Display every line in the items below that contains the string "wicker", copying each such line in full; the match is case-sensitive.

........

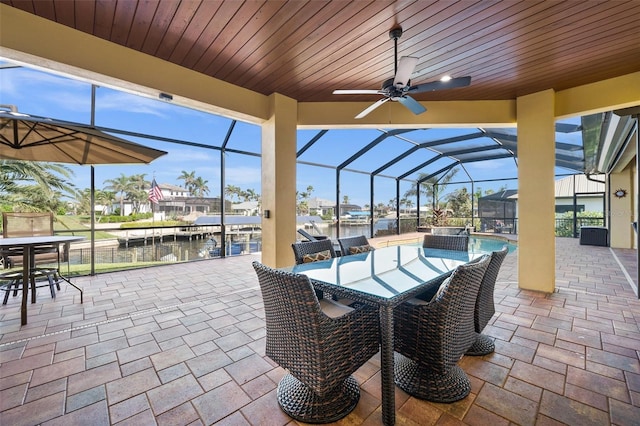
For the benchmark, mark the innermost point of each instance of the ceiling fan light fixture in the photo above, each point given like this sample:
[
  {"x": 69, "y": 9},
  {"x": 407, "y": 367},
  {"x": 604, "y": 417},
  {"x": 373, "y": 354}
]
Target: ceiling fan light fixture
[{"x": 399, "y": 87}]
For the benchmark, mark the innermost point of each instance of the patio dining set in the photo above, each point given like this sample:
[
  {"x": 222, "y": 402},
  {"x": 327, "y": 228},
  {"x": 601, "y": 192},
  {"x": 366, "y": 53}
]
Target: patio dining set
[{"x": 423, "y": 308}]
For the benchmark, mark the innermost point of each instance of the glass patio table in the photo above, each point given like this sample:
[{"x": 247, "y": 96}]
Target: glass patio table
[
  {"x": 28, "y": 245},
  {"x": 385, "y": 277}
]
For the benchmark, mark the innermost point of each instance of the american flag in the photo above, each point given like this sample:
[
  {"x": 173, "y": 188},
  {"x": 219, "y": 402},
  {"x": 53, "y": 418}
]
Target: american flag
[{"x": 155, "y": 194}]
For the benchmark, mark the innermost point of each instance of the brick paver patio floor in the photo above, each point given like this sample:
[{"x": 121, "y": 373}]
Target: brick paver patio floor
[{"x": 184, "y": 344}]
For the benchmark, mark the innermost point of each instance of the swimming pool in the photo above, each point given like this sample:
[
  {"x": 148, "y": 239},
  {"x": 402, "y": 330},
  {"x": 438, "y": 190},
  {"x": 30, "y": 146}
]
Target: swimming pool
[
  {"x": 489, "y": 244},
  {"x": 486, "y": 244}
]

........

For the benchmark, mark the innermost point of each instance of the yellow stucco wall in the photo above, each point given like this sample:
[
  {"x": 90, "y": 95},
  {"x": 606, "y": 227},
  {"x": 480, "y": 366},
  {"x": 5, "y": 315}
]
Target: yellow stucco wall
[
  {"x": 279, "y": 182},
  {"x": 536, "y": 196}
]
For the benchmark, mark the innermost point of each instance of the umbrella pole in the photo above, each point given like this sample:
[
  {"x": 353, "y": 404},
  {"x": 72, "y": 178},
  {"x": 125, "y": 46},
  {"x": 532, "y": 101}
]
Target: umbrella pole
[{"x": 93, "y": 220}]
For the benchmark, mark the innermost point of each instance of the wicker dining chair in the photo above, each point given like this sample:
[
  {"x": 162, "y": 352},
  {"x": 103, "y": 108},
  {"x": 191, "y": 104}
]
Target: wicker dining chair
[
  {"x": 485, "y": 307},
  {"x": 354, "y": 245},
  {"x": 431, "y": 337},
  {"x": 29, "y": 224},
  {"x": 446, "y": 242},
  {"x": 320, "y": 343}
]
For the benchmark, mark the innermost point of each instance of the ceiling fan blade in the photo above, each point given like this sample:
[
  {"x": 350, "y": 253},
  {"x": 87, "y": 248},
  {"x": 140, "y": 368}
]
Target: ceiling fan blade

........

> [Response]
For the benchmark, mark the innermost point of each instance of the wicker dining chair in the photo above, each point given like this sample:
Target: wicker dining chair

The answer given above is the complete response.